TASK BRIEF: Reproduce verbatim the lines of the data below, from the line containing "Where is the small" to the line containing "(0, 2), (80, 85)", including both of those lines.

MATERIAL SUPPLIED:

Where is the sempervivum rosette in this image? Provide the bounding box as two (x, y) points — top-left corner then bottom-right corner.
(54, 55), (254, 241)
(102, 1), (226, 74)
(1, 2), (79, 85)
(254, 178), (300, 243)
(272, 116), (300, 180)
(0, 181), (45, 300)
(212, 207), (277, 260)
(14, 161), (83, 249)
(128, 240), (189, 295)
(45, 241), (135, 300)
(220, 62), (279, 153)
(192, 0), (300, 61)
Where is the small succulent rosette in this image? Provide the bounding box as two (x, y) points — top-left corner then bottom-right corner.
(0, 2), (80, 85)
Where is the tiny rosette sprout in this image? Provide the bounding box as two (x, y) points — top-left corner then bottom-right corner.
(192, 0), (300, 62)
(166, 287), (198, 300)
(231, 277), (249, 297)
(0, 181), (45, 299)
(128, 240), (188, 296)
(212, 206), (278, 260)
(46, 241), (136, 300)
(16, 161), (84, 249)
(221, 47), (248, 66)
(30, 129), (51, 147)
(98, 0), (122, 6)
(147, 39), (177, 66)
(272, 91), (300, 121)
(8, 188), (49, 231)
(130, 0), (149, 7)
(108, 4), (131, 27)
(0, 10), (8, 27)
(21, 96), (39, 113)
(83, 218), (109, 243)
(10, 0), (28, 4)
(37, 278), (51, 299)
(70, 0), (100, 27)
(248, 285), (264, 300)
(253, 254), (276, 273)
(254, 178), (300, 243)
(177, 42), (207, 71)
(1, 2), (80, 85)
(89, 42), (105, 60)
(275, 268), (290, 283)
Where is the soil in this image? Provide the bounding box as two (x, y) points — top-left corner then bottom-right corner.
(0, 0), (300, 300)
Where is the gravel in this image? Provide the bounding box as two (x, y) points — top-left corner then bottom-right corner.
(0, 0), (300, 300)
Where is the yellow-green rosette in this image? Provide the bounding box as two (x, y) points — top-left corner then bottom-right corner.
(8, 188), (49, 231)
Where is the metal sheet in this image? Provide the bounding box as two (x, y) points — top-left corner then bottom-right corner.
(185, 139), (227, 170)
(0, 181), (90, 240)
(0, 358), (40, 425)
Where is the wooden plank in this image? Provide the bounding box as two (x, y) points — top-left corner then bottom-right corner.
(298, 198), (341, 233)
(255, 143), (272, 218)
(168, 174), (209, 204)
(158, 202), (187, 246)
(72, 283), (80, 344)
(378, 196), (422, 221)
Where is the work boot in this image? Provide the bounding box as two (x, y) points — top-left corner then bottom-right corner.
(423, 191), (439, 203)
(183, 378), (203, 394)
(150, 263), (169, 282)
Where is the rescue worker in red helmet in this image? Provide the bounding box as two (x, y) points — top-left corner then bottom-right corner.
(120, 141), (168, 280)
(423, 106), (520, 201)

SOLUTION BELOW:
Where is the small succulent rosette in this image? Provide the bounding box as two (x, y) points — top-left corner then bottom-right corner.
(0, 2), (80, 85)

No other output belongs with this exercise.